> [Supplied material]:
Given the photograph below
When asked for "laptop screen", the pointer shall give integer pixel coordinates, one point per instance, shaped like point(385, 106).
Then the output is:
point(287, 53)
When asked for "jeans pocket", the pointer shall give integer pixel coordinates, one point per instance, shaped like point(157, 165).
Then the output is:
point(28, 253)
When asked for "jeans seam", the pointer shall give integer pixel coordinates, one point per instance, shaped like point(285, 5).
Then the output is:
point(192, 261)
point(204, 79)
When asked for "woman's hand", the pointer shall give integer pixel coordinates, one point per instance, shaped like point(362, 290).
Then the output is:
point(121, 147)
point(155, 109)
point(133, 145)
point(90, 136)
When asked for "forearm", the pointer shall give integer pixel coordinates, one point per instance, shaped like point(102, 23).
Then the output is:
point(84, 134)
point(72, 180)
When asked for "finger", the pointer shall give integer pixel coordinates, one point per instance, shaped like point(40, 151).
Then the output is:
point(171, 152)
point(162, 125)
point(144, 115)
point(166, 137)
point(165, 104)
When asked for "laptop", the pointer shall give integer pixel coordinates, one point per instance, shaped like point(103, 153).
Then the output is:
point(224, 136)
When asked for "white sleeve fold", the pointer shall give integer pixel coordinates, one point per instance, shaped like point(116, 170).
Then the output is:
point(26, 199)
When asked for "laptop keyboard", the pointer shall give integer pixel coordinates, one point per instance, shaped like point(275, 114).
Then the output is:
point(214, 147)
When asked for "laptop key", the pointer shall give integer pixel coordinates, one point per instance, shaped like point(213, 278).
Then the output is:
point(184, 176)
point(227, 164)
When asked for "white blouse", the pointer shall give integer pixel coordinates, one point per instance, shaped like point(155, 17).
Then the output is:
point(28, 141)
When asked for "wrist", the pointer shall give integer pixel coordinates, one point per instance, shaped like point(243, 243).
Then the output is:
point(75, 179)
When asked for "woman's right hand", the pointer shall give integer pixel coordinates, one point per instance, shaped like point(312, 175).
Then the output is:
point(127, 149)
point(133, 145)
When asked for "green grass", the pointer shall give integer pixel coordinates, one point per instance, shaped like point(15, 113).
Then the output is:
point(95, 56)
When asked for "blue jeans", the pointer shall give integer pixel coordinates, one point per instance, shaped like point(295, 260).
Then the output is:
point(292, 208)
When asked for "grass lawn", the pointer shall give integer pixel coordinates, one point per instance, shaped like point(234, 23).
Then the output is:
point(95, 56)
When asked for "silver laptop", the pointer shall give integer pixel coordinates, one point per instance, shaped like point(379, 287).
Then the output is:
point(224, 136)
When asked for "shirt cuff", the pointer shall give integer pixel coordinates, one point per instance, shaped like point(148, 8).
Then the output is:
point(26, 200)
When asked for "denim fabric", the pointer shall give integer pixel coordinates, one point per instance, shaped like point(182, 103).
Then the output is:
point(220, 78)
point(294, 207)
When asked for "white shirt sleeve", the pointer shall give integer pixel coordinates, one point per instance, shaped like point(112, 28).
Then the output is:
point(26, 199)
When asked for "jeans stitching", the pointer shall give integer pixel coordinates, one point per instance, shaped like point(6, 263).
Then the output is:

> [To be done]: Copy verbatim the rows above, beginning with the line that contains "like point(15, 113)." and continuing through the line that contains "point(292, 208)", including both of those lines.

> [Worked solution]:
When asked for "green grass", the pointer shall give integer pixel coordinates, one point per instance, shaped like point(15, 113).
Then the output is:
point(95, 56)
When asked for "blue jeans", the pointer shall give integer pixel coordinates, one point per instance, shaped like point(295, 260).
Then the output is:
point(292, 208)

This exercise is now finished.